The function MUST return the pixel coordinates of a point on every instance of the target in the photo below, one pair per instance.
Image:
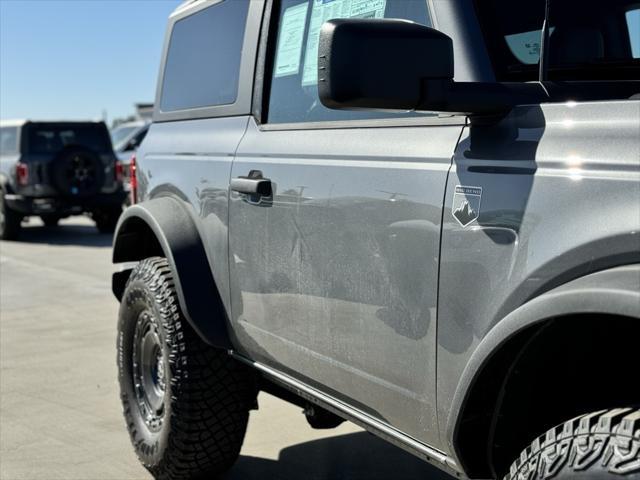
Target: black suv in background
(57, 169)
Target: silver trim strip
(382, 429)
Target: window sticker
(290, 40)
(324, 10)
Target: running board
(364, 420)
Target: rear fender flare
(615, 291)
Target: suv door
(334, 256)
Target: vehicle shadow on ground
(65, 234)
(355, 456)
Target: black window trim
(262, 88)
(242, 105)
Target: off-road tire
(107, 219)
(208, 394)
(10, 221)
(595, 446)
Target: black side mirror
(400, 65)
(380, 64)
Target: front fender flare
(167, 221)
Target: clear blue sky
(74, 58)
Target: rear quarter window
(202, 66)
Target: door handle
(252, 184)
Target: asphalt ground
(60, 415)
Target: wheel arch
(164, 227)
(612, 294)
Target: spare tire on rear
(78, 172)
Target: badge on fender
(466, 204)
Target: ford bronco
(421, 216)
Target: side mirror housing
(380, 63)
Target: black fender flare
(163, 226)
(615, 291)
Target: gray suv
(329, 208)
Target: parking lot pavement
(59, 409)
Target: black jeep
(57, 169)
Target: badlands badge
(466, 204)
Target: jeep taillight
(22, 173)
(133, 179)
(119, 172)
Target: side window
(633, 25)
(8, 140)
(203, 58)
(294, 79)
##########
Task directions:
Transcribe the records above exactly, but only from the line that contains "Target: running board" through their final line, inclusive.

Solved exercise:
Target: running board
(364, 420)
Target: rear fender flare
(615, 291)
Target: suv door
(334, 256)
Target: vehicle shadow on ground
(65, 234)
(355, 456)
Target: black window trim
(262, 88)
(242, 105)
Target: off-road tire
(107, 219)
(208, 394)
(10, 221)
(595, 446)
Target: black side mirror
(400, 65)
(380, 64)
Target: front fender flare
(167, 221)
Target: clear blue sky
(74, 58)
Target: rear quarter window
(202, 66)
Target: door handle
(252, 184)
Target: asphalt ground
(60, 415)
Target: wheel arch
(164, 227)
(612, 294)
Target: spare tire on rear
(78, 172)
Target: badge on fender
(466, 204)
Target: ford bronco
(421, 216)
Target: side mirror housing
(380, 63)
Target: black fender flare
(163, 226)
(615, 291)
Target: gray suv
(329, 208)
Target: parking lot pavement
(59, 409)
Target: black jeep
(57, 169)
Target: badlands badge
(466, 204)
Target: jeep taillight
(22, 173)
(133, 179)
(119, 172)
Target: side window
(633, 25)
(8, 140)
(203, 58)
(294, 79)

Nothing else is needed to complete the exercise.